- REQUIREMENT
Can you update the data starting at the very beginning and ending at the line that contains "148,13,500,208", replacing "bounding boxes" with "rectangles" and keeping everything else unchanged? Return only those lines.

- RECORDS SUPPLIED
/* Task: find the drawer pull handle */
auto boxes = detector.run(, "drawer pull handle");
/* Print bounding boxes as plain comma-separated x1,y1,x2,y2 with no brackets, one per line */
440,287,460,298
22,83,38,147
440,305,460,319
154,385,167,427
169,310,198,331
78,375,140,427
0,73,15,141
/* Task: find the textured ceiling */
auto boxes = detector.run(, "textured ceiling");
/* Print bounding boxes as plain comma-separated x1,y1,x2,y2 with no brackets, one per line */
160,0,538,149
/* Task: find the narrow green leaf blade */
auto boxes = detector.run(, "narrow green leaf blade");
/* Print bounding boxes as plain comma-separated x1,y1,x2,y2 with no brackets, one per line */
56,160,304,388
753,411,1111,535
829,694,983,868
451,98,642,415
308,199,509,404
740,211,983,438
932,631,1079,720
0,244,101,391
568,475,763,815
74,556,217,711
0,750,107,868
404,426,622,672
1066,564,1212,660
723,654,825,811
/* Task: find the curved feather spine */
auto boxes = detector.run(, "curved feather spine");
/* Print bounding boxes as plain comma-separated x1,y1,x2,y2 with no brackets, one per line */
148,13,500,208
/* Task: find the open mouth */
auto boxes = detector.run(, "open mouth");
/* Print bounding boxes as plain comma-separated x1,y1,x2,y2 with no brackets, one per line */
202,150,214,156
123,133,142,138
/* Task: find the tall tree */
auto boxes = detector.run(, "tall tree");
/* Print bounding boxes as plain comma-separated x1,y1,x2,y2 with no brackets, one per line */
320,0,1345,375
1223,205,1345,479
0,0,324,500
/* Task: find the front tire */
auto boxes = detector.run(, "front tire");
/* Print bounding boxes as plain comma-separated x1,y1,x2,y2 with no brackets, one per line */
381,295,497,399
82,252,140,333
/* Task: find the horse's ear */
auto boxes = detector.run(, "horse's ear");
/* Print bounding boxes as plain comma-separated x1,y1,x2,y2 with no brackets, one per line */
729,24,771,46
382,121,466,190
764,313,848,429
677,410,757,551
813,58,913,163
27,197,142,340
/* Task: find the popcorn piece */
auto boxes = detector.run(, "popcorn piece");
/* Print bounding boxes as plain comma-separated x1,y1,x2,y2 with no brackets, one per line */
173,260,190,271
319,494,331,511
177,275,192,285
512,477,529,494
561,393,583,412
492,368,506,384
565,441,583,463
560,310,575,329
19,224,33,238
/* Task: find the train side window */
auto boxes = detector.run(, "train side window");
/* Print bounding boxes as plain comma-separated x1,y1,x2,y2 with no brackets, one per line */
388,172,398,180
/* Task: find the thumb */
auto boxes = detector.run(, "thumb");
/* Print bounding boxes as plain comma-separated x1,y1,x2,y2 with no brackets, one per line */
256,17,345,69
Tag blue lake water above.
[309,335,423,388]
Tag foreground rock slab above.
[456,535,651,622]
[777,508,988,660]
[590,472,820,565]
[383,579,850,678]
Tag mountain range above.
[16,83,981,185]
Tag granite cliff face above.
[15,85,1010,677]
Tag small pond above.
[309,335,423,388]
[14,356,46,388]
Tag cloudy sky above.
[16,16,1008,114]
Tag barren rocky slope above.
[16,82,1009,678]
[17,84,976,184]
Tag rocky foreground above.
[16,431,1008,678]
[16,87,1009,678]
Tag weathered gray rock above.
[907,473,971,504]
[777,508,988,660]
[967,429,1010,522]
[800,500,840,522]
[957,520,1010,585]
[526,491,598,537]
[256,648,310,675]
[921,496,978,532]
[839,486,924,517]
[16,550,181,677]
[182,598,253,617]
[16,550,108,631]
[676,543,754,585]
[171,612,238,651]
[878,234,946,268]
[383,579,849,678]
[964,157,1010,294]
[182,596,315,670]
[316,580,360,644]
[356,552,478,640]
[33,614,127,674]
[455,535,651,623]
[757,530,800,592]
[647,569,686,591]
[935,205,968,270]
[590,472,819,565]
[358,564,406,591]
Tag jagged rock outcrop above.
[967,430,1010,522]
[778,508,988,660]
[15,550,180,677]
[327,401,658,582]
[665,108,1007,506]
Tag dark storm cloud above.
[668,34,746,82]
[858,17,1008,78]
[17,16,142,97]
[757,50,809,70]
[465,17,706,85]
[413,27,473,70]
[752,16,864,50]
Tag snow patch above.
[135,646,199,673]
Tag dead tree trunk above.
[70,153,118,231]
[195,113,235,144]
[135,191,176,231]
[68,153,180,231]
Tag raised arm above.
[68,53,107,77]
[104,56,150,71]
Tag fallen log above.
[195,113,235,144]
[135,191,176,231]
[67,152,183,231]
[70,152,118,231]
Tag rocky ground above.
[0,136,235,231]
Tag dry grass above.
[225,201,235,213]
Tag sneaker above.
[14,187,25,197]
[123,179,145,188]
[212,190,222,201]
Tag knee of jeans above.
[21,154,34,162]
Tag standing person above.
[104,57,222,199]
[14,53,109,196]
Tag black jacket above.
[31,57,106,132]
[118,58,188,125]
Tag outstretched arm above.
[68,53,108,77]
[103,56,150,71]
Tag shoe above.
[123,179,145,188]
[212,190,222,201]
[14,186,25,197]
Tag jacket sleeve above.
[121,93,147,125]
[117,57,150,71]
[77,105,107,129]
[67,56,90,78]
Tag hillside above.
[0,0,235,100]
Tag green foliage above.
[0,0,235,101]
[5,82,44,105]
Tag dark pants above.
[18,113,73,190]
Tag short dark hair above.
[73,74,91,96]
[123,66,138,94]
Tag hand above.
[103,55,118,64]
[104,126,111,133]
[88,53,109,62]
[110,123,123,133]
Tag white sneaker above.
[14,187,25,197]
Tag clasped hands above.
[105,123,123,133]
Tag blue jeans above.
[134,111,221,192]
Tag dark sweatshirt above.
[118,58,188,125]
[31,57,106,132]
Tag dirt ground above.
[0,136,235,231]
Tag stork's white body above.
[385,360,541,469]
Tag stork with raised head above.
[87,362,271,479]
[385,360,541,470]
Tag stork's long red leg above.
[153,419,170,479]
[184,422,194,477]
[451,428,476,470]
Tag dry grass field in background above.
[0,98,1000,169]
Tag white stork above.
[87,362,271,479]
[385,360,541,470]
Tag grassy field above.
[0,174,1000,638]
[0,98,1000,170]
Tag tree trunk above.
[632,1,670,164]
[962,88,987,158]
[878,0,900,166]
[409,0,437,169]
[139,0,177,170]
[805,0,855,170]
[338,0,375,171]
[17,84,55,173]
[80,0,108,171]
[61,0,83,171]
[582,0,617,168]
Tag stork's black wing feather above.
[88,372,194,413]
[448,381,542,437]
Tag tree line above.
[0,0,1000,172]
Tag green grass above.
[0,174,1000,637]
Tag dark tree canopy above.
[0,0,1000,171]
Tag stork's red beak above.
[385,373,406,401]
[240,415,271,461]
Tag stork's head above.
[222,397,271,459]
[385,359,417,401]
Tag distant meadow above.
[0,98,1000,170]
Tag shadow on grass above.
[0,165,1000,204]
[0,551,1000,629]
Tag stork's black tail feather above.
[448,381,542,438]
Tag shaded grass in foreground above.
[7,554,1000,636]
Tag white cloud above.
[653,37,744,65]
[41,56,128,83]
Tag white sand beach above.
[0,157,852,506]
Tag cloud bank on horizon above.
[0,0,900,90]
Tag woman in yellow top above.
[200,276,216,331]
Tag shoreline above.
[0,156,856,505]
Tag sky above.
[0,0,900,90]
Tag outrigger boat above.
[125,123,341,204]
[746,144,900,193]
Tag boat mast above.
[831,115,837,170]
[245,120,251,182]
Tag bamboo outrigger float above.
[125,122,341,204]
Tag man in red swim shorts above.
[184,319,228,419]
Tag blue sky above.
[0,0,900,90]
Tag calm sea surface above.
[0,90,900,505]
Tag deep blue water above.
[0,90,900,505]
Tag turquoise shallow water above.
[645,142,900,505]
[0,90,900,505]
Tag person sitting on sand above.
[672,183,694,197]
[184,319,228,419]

- EXERCISE ANSWER
/* Task: find the drawer pull handle */
auto boxes = detector.run(, "drawer pull handle");
/* Print rectangles as plain comma-separated x1,y1,x2,y2 with no brackets, one per line */
440,287,460,298
22,83,38,147
440,305,460,319
154,385,167,427
169,310,198,331
78,375,140,427
0,73,15,141
/* Task: find the textured ceiling */
auto boxes = detector.run(, "textured ceiling");
/* Print rectangles as plain comma-separated x1,y1,x2,y2 with no brackets, one per line */
160,0,538,149
/* Task: find the narrow green leaf blade */
auto boxes = detector.run(, "narrow green leaf blade");
/* Print rectangles as plain comma-separated x1,y1,x2,y2 with no brackets, one per line */
56,160,304,388
753,411,1111,535
829,694,983,868
451,98,642,415
308,199,509,404
740,211,983,438
932,631,1079,720
0,244,101,391
568,475,763,815
74,556,217,711
0,750,107,868
404,426,622,672
1066,564,1212,660
723,654,825,811
/* Task: find the curved feather spine */
auto boxes = detector.run(, "curved feather spine");
/* Print rectangles as plain comma-separated x1,y1,x2,y2 with no brackets, one per line */
148,13,500,208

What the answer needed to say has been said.